EXTRACTED TEXT:
BEGIN

Wind, sun and rain can wreak havoc on delicate seedlings, you need to toughen them up and harden them off. The idea is to expose your plants to the elements gradually. Practically, this means that you exposure seedlings to outside conditions incrementally over the course of several days, depending on your patience, and the temperature. The process is more art than science, so the following is just a ballpark schedule that you should modify giving the temperature type of plant and your temperament.
- Day One: Pick a mild day and put your seedlings outside in a protected area out of direct sun for a few hours. Less is more here; you just want to give them a taste of what is to come.
- Day two through five: Increase sun exposure gradually, while keeping plants protected from cold and wind. At the same time, also gradually reduce the amount of water you give your seedlings (boot camp isn't supposed to be fun) and don't fertilize them until they are completely hardened off.
- Over the next six to ten days: Lengthen the time your plants are outside, until they can stay out all day and night. You may still need to protect your plants even after they are hardened off in the event of high winds, sudden downpours, or freezing temperatures.

END

QUESTIONS:
**a)** List the time periods that the passage on hardening off seedlings uses as headings in its schedule.
**b)** Carry on the passage about hardening off seedlings, picking up after its final sentence.

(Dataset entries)
BEGIN

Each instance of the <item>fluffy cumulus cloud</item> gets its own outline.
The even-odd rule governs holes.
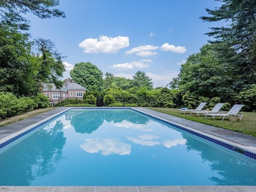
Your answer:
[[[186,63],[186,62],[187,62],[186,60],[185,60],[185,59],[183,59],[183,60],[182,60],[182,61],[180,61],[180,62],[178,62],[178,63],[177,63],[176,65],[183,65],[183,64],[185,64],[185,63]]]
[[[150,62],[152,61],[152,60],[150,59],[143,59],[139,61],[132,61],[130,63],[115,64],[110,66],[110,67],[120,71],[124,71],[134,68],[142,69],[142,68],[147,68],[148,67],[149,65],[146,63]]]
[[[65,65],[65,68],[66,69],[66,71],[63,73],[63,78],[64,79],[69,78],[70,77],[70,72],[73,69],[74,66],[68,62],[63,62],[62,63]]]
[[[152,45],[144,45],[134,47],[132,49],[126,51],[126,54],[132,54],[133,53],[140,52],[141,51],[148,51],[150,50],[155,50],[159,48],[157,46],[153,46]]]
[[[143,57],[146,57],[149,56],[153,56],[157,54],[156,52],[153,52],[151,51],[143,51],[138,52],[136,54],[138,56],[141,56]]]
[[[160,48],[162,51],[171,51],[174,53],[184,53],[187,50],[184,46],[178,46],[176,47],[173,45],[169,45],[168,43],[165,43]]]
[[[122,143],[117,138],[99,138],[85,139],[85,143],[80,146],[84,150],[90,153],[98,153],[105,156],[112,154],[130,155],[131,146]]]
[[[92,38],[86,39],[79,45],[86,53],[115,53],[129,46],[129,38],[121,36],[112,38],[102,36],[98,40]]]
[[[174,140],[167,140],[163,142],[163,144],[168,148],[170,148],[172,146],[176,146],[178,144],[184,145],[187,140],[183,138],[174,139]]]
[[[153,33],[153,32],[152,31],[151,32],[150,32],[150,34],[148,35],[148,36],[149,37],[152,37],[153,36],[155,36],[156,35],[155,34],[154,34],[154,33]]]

END
BEGIN

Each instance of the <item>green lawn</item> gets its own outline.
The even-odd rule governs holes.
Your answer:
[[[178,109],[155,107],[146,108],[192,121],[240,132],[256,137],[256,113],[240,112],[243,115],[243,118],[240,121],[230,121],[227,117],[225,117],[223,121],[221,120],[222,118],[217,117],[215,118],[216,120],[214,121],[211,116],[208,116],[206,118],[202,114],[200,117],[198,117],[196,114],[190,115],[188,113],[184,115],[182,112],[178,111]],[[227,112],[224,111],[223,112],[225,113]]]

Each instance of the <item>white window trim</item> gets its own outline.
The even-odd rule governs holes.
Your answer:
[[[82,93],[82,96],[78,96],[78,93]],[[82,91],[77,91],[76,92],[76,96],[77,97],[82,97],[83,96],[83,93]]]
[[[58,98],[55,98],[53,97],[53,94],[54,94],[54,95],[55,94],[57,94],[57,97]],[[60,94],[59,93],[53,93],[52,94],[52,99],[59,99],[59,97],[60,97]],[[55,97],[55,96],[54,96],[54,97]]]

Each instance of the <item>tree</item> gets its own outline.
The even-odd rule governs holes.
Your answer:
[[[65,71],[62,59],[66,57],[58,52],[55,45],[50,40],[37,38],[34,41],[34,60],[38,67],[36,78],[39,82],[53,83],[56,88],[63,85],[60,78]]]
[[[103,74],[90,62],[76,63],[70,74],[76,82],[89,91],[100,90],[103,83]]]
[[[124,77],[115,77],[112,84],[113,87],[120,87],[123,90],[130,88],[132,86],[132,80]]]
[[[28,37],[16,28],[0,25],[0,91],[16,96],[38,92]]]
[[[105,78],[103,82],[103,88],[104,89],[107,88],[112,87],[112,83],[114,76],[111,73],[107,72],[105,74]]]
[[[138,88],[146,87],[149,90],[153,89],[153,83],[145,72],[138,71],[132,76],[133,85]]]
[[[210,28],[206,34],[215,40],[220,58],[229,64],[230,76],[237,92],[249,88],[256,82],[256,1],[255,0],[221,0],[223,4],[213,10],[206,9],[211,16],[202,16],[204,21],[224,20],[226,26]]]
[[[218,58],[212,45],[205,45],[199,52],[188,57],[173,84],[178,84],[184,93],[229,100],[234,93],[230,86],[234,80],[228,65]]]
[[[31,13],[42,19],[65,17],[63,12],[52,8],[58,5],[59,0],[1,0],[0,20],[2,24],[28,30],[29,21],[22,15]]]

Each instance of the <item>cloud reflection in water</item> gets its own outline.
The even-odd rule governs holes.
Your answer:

END
BEGIN

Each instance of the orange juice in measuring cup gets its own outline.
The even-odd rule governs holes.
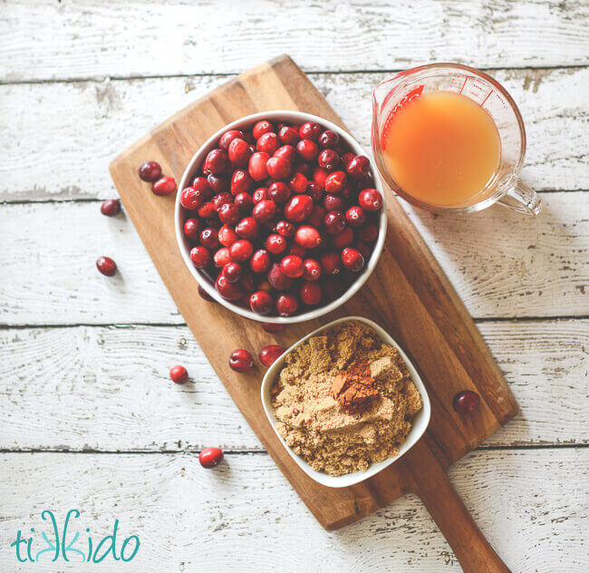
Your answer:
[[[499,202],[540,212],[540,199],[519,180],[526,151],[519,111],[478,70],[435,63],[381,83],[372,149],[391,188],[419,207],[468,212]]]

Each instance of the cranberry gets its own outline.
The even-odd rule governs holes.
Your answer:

END

ANSWERS TO THIS EXERCISE:
**a)**
- Day One
- Day two through five
- Over the next six to ten days

**b)**
- Hardening off can be a bit of a logistical nightmare. I find the easiest way to do all of this plant schlepping, is to put my seedlings on wagons and garden carts. Then I can simply wheel them in and out of the garage.
Some seeds need a few extra steps in order to germinate successfully. It is very important to read the information on your seed packet very carefully for specific instructions on that particular seed. If you are starting seeds that you have saved or have obtained in some other manner take the time to research before attempting to start your seeds.
Some seeds take a long time to absorb the water they need to germinate. This
Process is speeded up by soaking them in water overnight. Don't soak seeds for more than 24 hours, unless specifically recommended on the packet.
Nick, chip, or scarify:
Seeds like sweet peas and morning glories have hard seed coats that block the uptake of water into the embryo. To speed germination, you need make a tiny hole in the seed coat. You can either nick the surface of the seed with fingernail clippers (much safer than a knife), or rub the seed against a piece of sandpaper. Be careful not to damage the embryo by removing too much of the seed coat. It's best to nick or scarify the seed on a side away from the growing point. For example, the growing point on a morning glory seed is the pointed tip, so scarify it on the rounded side.
A percentage of the seeds will sprout without nicking. If you don't want to nick all of them, just soak them overnight, plant the ones that swell up, then nick the remaining seeds and soak them again.
Refrigerate, pre-chill, or stratify:
Some seeds like columbine and penstemon germinate best after a period of cold and wet that simulates the winter season. This is called cold-moist stratification. The easiest way to stratify seeds is to sow them into their pots, water them, cover the pots with plastic, and place them in the fridge for the recommended amount of time.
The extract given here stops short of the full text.